══ TASK INPUT ══

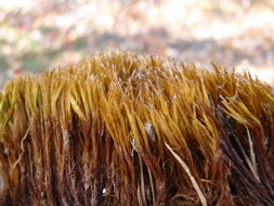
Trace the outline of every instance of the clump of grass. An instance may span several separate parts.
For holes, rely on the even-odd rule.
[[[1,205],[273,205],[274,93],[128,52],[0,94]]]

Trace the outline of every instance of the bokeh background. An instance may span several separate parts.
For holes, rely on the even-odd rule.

═══
══ TASK INPUT ══

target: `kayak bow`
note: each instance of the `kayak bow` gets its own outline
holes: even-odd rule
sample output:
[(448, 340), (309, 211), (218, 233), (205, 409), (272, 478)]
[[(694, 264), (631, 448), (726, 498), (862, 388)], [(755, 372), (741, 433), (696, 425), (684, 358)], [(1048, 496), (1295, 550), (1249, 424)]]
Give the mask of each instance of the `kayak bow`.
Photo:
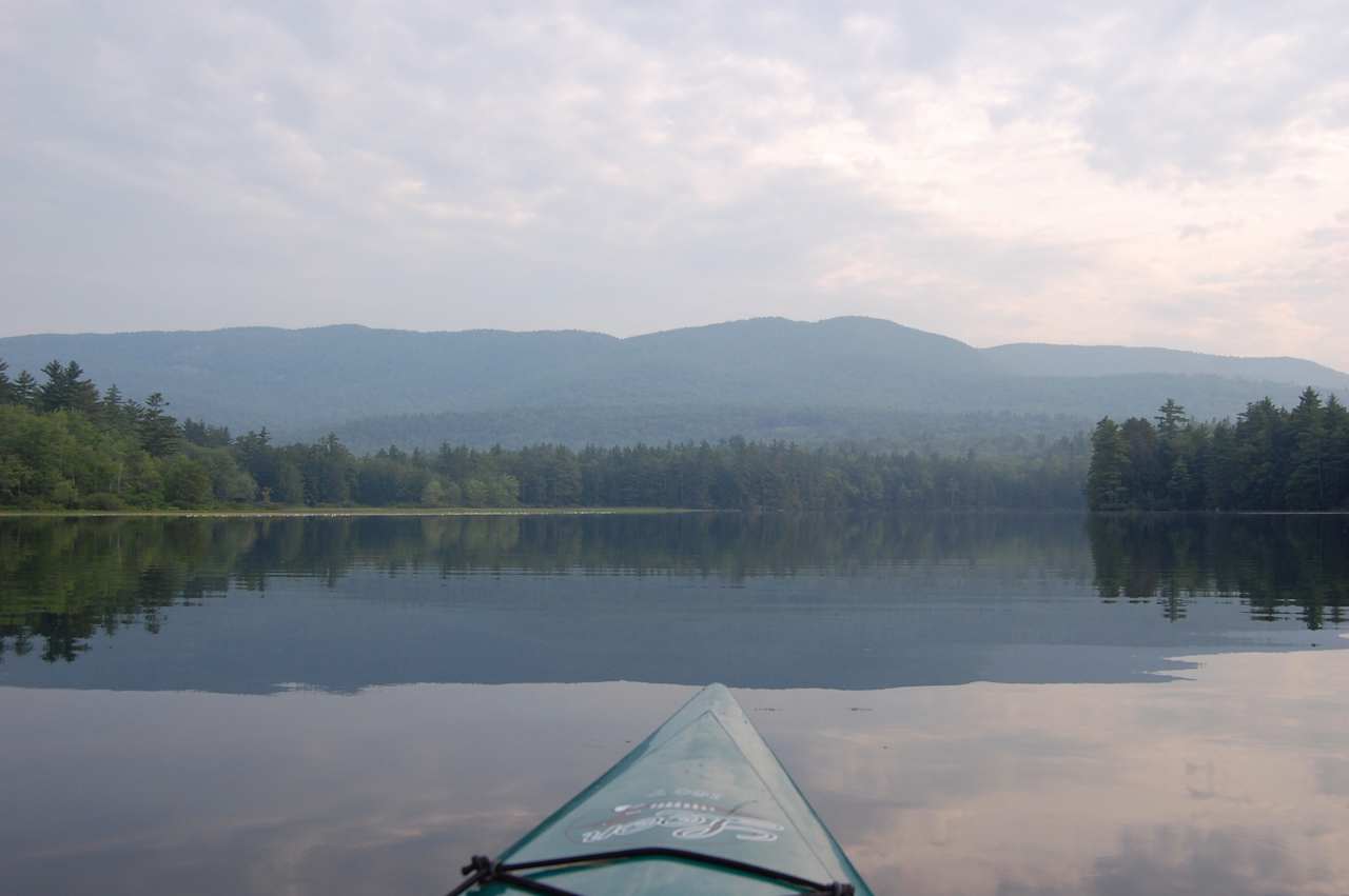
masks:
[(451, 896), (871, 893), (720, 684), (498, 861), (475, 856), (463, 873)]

═══

Put the material above into a Markdown table with the columns Row and Line, numbering each row and omitting blank lines. Include only the lines from the one containing "Trace the outline of every instance of the clump" through the one containing "[[[1,205],[273,205],[274,93],[128,52],[0,94]]]", with both of those lines included.

| Row | Line |
|---|---|
| 1 | Trace the outline of every instance of the clump of grass. An instance may span several separate parts. |
| 2 | For holes, rely on the even-odd rule. |
| 3 | [[[1,205],[273,205],[274,93],[128,52],[0,94]]] |